-- EXTRACTED DATA --
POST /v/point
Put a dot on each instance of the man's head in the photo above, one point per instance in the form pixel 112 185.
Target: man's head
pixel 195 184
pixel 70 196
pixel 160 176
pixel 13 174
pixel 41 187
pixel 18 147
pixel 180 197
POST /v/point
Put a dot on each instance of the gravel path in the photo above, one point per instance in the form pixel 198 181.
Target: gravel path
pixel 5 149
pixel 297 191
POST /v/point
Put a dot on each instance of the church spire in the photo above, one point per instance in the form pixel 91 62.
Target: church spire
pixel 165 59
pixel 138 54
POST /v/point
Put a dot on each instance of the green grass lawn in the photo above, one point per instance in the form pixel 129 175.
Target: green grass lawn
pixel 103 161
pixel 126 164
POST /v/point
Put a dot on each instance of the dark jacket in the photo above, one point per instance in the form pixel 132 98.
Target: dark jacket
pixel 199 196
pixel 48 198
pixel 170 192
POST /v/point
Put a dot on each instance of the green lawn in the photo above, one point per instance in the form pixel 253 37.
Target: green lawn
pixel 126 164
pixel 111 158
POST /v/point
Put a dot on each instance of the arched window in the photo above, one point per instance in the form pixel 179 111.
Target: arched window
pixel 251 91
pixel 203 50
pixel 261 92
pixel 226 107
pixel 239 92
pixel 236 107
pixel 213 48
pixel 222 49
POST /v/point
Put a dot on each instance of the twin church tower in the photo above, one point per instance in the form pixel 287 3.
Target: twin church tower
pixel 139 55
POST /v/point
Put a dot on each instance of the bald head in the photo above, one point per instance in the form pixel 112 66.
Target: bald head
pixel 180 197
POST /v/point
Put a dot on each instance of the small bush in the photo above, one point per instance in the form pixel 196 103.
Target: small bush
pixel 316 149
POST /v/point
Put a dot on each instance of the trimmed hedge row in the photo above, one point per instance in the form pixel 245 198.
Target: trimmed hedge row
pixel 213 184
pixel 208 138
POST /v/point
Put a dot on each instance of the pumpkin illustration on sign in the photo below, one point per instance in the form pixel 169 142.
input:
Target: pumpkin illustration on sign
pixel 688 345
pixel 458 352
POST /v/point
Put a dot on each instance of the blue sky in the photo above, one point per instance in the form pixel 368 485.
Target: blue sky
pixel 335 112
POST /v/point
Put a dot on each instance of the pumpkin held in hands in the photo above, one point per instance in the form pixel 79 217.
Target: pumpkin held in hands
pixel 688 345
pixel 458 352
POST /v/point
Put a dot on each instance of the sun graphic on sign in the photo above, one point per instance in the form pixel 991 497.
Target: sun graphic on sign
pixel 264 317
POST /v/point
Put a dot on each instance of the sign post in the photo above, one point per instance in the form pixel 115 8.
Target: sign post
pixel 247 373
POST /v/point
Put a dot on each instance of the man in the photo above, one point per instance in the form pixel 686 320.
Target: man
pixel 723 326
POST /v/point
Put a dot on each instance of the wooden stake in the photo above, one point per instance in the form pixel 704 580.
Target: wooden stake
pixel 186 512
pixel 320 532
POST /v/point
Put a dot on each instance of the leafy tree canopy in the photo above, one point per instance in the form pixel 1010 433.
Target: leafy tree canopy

-- WHAT TO WORK ON --
Give back each entry above precisely as it was written.

-- OUTPUT FOR THIS EXERCISE --
POST /v/point
Put a dot on each instance of the man's head in the photo above, one point per instance in the form pixel 112 185.
Target: man's head
pixel 195 184
pixel 70 196
pixel 160 176
pixel 13 174
pixel 41 187
pixel 18 147
pixel 180 197
POST /v/point
Put a dot on each instance of the gravel path in the photo above, one point per instance in the form pixel 198 181.
Target: gravel path
pixel 5 149
pixel 297 191
POST /v/point
Put a dot on each instance of the church spire in the photo above, one point per instance in the form pixel 91 62.
Target: church spire
pixel 165 59
pixel 138 54
POST /v/point
Put a dot on each instance of the green grass lawn in the photo above, one point per instance in the form pixel 129 175.
Target: green grass lawn
pixel 103 161
pixel 126 164
POST /v/point
Put a dot on each instance of the dark jacket in the photo above, one point per instance in the form pixel 132 98.
Target: dark jacket
pixel 199 196
pixel 48 198
pixel 170 192
POST /v/point
Put a dot on each instance of the green lawn in the photo above, one point per instance in the form pixel 253 37.
Target: green lawn
pixel 126 164
pixel 111 158
POST /v/point
Put a dot on each instance of the arched window in the photo above, one point per instance in the form pixel 179 111.
Target: arched window
pixel 251 91
pixel 203 50
pixel 261 92
pixel 226 107
pixel 239 92
pixel 236 107
pixel 213 48
pixel 222 49
POST /v/point
Put a dot on each instance of the twin church tower in the photo above, one point per instance in the form pixel 287 3.
Target: twin church tower
pixel 139 55
POST /v/point
Put a dot on each instance of the bald head in the photo above, one point per instance in the form pixel 112 66.
Target: bald head
pixel 180 197
POST /v/point
Put a dot on each instance of the small bush in the photo above, one point per instance in the form pixel 196 103.
Target: small bush
pixel 316 149
POST /v/point
Put a dot on each instance of the trimmed hedge row in the photo above, one point per instance in the form pixel 245 198.
Target: trimmed hedge row
pixel 213 184
pixel 208 138
POST /v/point
Put a dot on each instance of the pumpkin illustration on sign in the photo below, one point per instance in the form pixel 169 142.
input:
Target: pumpkin illustration on sign
pixel 688 345
pixel 458 352
POST /v/point
Put a dot on each instance of the blue sky in the photo above, one point per instance in the form pixel 368 485.
Target: blue sky
pixel 335 112
POST /v/point
Put a dot on each instance of the pumpkin held in hands in the photo above, one point per instance in the form pixel 79 217.
Target: pumpkin held in hands
pixel 688 345
pixel 458 352
POST /v/point
Put a dot on each instance of the sun graphic on sign in the photo above, one point per instance in the form pixel 991 497.
Target: sun graphic on sign
pixel 264 317
POST /v/point
Put a dot on each instance of the sign post in the photo above, one point per instance in the form pixel 115 8.
Target: sign post
pixel 247 373
POST /v/point
Put a dot on each instance of the man in the photo above, one point per instance in the form pixel 686 320.
Target: man
pixel 723 326
POST /v/point
Put a dot on each instance of the wooden stake in the photo above, one point per instance in the form pixel 704 580.
Target: wooden stake
pixel 186 512
pixel 320 532
POST /v/point
Put a dot on each instance of the leafy tree canopy in the photo above, one point per instance in the form pixel 1010 433.
Target: leafy tree canopy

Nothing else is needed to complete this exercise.